▶ _Saved entries_
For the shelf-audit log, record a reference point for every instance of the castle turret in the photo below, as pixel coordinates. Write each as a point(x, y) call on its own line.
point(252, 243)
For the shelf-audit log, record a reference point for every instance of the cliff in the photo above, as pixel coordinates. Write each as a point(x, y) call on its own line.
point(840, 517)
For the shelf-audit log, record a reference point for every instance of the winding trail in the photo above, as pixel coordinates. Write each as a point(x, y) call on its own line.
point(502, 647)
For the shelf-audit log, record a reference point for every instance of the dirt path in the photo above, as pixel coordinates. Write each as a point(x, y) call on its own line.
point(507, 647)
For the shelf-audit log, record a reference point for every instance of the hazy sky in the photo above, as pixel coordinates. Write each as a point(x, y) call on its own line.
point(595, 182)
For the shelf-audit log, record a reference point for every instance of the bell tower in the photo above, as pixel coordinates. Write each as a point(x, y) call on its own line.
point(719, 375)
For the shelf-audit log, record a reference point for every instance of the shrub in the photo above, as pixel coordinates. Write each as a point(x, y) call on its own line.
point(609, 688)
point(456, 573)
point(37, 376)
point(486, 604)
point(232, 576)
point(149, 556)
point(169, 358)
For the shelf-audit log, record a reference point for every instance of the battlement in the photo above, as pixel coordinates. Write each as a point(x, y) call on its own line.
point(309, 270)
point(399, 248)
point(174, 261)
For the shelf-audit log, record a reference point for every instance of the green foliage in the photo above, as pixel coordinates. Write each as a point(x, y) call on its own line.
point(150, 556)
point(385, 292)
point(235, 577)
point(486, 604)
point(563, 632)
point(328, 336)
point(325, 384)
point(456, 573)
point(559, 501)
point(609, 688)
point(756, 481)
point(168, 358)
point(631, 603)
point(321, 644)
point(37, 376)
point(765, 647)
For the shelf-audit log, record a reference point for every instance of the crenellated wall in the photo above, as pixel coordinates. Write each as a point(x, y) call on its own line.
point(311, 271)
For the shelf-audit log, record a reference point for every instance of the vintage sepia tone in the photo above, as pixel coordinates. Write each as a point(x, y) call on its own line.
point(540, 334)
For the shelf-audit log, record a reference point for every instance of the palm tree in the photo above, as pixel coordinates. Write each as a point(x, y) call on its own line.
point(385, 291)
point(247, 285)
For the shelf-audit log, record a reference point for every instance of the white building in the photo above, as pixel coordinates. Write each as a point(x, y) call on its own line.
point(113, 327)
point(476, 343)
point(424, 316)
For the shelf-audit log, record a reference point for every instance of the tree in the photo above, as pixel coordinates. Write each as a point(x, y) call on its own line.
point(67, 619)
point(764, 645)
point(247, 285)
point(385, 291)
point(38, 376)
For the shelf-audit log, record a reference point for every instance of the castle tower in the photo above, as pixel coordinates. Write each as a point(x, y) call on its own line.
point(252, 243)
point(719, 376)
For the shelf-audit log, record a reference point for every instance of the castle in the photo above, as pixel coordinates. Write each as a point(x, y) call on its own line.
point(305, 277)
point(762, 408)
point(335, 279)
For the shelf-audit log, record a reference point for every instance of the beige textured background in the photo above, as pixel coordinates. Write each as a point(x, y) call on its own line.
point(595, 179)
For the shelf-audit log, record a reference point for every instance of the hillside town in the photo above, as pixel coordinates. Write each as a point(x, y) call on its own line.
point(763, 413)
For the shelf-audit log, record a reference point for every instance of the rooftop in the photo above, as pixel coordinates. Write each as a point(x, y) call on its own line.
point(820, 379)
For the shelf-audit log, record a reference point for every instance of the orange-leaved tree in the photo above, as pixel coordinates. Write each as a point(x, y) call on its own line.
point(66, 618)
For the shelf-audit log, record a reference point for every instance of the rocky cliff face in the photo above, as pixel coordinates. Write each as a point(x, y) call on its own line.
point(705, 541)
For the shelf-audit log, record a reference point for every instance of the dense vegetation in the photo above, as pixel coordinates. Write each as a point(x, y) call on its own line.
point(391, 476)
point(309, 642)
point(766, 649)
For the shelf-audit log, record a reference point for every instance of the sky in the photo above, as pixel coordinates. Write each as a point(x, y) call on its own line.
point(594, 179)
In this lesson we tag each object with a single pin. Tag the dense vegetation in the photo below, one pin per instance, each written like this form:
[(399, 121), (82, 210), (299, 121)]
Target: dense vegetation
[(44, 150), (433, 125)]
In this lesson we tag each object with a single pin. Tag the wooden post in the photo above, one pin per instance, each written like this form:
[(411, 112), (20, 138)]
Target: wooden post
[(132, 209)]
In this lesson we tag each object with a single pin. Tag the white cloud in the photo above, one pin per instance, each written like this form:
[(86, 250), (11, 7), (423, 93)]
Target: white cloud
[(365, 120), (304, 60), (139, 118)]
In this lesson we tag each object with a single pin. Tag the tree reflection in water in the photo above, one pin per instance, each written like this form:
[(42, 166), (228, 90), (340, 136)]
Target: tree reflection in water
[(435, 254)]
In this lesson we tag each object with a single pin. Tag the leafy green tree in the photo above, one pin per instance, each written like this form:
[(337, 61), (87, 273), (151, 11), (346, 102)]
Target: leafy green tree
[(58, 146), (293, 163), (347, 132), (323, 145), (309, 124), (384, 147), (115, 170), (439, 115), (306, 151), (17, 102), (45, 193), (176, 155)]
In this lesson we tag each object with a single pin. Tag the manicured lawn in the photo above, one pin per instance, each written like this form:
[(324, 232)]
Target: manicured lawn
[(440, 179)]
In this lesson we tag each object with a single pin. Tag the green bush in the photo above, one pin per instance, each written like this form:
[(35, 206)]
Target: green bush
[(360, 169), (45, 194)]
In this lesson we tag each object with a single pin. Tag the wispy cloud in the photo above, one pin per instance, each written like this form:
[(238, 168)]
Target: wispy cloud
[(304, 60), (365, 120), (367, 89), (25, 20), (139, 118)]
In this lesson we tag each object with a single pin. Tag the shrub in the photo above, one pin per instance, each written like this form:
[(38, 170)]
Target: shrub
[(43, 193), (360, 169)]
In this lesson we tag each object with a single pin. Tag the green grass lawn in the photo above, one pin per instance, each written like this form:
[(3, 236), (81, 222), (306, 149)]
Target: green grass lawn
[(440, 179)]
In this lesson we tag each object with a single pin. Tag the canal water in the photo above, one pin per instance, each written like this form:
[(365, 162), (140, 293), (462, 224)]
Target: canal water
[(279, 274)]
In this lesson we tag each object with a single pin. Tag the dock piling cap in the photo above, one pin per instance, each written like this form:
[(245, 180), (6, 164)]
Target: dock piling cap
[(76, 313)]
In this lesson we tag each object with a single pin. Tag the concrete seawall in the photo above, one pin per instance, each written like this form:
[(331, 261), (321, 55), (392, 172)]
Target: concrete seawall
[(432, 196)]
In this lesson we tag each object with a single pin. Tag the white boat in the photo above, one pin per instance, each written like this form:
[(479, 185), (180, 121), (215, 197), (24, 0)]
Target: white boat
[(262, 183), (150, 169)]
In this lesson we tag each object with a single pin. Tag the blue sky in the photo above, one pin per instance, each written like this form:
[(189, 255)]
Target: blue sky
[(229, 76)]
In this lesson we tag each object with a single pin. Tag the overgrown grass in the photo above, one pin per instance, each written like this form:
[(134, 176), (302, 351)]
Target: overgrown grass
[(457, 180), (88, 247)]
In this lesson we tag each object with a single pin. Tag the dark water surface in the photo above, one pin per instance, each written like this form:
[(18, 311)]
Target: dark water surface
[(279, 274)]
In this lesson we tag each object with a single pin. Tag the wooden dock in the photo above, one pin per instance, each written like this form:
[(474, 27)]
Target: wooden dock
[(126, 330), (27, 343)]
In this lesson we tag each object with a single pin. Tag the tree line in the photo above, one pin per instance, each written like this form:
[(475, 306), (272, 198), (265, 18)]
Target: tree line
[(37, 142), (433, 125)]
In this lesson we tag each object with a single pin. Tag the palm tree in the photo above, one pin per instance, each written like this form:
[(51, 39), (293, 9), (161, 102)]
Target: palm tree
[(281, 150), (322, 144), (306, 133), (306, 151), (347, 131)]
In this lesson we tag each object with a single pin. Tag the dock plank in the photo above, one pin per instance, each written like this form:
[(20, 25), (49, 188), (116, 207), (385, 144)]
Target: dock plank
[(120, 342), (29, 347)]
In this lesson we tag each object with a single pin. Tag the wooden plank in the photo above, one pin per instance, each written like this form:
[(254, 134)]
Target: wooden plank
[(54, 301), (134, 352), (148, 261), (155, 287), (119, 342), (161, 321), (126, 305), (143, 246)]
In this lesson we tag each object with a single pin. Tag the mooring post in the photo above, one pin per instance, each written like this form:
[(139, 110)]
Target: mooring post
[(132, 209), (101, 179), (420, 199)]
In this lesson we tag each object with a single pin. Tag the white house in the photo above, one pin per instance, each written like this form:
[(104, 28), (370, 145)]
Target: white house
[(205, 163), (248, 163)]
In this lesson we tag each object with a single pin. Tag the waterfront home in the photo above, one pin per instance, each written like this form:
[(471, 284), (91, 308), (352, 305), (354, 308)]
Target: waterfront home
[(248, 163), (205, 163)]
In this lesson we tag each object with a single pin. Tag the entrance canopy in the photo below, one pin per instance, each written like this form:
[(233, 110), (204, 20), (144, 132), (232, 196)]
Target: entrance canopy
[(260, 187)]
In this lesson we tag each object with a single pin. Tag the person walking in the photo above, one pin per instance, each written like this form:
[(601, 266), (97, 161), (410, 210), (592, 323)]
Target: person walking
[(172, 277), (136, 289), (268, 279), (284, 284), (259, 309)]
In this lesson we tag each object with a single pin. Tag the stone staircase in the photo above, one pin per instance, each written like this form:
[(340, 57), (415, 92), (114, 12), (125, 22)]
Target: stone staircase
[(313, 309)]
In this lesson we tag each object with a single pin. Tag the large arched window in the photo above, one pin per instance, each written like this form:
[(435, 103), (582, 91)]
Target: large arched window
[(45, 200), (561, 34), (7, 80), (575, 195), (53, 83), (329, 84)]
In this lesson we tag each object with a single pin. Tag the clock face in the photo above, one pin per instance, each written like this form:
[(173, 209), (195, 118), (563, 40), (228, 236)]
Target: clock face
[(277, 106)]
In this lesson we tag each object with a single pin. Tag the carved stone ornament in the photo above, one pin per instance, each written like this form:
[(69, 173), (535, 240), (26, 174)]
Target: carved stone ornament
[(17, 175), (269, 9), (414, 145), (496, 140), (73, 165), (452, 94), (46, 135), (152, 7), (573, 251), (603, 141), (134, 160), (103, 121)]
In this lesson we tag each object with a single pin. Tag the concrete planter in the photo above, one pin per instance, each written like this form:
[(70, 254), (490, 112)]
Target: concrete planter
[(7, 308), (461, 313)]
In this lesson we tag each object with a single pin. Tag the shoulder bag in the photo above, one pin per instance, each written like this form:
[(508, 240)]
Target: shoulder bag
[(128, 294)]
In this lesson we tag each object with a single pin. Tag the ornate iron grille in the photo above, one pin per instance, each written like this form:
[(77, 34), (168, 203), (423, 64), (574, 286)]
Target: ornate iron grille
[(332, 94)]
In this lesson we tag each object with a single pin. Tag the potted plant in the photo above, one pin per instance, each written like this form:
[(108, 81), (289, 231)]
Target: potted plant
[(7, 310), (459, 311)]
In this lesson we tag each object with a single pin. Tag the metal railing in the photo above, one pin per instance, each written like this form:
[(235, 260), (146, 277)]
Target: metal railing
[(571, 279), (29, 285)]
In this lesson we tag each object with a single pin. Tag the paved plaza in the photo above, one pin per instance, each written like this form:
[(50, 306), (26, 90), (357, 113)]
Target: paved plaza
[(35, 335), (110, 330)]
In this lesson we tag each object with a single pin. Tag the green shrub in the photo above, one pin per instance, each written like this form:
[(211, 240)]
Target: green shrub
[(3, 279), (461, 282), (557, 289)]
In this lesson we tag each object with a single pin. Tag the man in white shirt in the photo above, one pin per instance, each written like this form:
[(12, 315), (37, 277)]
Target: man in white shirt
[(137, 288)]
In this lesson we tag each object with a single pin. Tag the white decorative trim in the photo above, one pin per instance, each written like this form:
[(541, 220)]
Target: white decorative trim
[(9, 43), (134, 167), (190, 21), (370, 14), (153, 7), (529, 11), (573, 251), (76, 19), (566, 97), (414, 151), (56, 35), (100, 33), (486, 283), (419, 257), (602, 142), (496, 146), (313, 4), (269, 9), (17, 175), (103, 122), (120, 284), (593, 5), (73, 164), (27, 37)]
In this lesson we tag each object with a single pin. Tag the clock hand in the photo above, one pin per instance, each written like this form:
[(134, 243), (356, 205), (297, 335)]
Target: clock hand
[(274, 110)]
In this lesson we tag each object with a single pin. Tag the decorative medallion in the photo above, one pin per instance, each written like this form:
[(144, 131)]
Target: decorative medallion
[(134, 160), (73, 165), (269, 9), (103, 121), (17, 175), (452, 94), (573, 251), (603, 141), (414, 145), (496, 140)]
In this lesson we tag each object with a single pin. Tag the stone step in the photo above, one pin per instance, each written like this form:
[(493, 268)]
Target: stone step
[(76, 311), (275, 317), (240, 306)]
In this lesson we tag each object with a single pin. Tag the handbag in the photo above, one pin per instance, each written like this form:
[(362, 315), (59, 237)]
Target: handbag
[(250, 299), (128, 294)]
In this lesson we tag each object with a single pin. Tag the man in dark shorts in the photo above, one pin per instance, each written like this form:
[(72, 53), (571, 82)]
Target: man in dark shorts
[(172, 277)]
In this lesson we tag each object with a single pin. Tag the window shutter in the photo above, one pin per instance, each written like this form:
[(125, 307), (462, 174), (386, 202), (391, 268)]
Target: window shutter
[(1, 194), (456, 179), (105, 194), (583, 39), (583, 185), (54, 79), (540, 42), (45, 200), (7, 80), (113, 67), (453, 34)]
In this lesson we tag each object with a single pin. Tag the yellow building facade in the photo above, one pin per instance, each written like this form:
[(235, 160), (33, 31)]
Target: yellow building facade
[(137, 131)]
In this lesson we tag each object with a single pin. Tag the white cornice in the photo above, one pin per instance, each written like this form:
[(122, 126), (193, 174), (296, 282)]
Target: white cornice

▶ _How to complete this task_
Where does the word "cornice" occur in the records? Return every line that holds it.

▶ _Result for this exercise_
In this lesson we tag each object with a single pin. Tag the white cornice in the photo above, one pin per instance, each written like this form:
Target: white cornice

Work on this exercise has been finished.